----- RECORDS TO PROCESS -----

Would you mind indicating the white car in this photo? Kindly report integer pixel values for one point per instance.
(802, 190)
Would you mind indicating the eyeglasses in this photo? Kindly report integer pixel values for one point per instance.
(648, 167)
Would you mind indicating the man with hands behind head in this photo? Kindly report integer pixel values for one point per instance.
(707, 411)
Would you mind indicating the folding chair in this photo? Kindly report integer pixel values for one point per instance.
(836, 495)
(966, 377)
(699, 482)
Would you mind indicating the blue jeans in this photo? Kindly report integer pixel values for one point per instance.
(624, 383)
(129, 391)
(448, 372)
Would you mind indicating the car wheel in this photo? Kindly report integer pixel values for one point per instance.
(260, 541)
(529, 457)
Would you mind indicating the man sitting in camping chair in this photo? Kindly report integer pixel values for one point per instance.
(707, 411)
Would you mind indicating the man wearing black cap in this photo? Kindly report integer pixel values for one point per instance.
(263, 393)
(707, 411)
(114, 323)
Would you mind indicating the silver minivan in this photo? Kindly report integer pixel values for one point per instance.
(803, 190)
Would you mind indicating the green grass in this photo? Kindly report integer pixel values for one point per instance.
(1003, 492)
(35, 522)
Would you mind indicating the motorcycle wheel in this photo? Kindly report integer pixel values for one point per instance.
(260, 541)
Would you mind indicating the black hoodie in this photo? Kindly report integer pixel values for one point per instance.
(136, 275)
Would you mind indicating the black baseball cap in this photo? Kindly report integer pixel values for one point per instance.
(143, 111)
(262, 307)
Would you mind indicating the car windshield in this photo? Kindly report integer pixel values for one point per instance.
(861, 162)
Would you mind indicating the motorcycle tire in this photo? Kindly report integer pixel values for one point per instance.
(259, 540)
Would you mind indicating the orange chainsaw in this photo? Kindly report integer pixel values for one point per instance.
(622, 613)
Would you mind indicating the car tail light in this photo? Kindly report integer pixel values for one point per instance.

-----

* _REQUEST_
Copy out each of the entries above, substituting "marking" for every occurrence of "indicating" and keeping all other text unchanged.

* _EXERCISE ANSWER_
Would you mind marking the white car in this photo? Kindly report integer pixel values for one point per instance.
(802, 190)
Would you mind marking the eyeglasses in this photo? Kindly report integer pixel values for one point per instance.
(648, 167)
Would you mind marking the man with hands behind head in this photo? Kindly report integer pixel values for one point per instance.
(707, 411)
Would you mind marking the folding chair in this photo? Kindly report integer pixel values for one point per instance.
(836, 495)
(966, 377)
(699, 482)
Would you mind marking the blue jeans in this photo? Kindly report integer pixel values for one point per instance.
(624, 383)
(129, 391)
(448, 372)
Would you mind marking the car wheel in this photo? Kindly report integer pixel values for one point per instance.
(260, 541)
(529, 457)
Would you mind marking the man sitting in camping chair in this photo? Kindly report integer pixel values for one point per instance.
(707, 411)
Would you mind marking the man wearing black cap in this photo? Kindly report integer pixel values for one point per instance.
(263, 393)
(707, 411)
(114, 323)
Would you mind marking the silver minivan in this photo? Kindly report integer pixel values for one point per instance.
(803, 190)
Would you mind marking the green grass in this photo? Kindly report integer pixel values for one point per instance.
(1003, 492)
(35, 522)
Would you mind marking the motorcycle wheel in this photo? Kindly report integer pixel values for one point per instance.
(260, 541)
Would you mind marking the black hoodie in this photo? Kindly report integer pixel values for one point per instance.
(136, 275)
Would you mind marking the black baseball cap in this photo? Kindly report integer pixel values for one point per instance.
(143, 111)
(262, 307)
Would you mind marking the car windshield in this photo? Kindly report integer pixel values for one point per instance.
(861, 162)
Would you mind marking the motorcycle tire in this photo? Kindly report integer pixel values for one point per instance.
(259, 540)
Would you mind marking the orange chainsaw in this photo? Kindly report integer pixel values for one point per instance.
(622, 613)
Would you mind marking the car tail light in this photo? Kindly report integer pixel values for one point per instance.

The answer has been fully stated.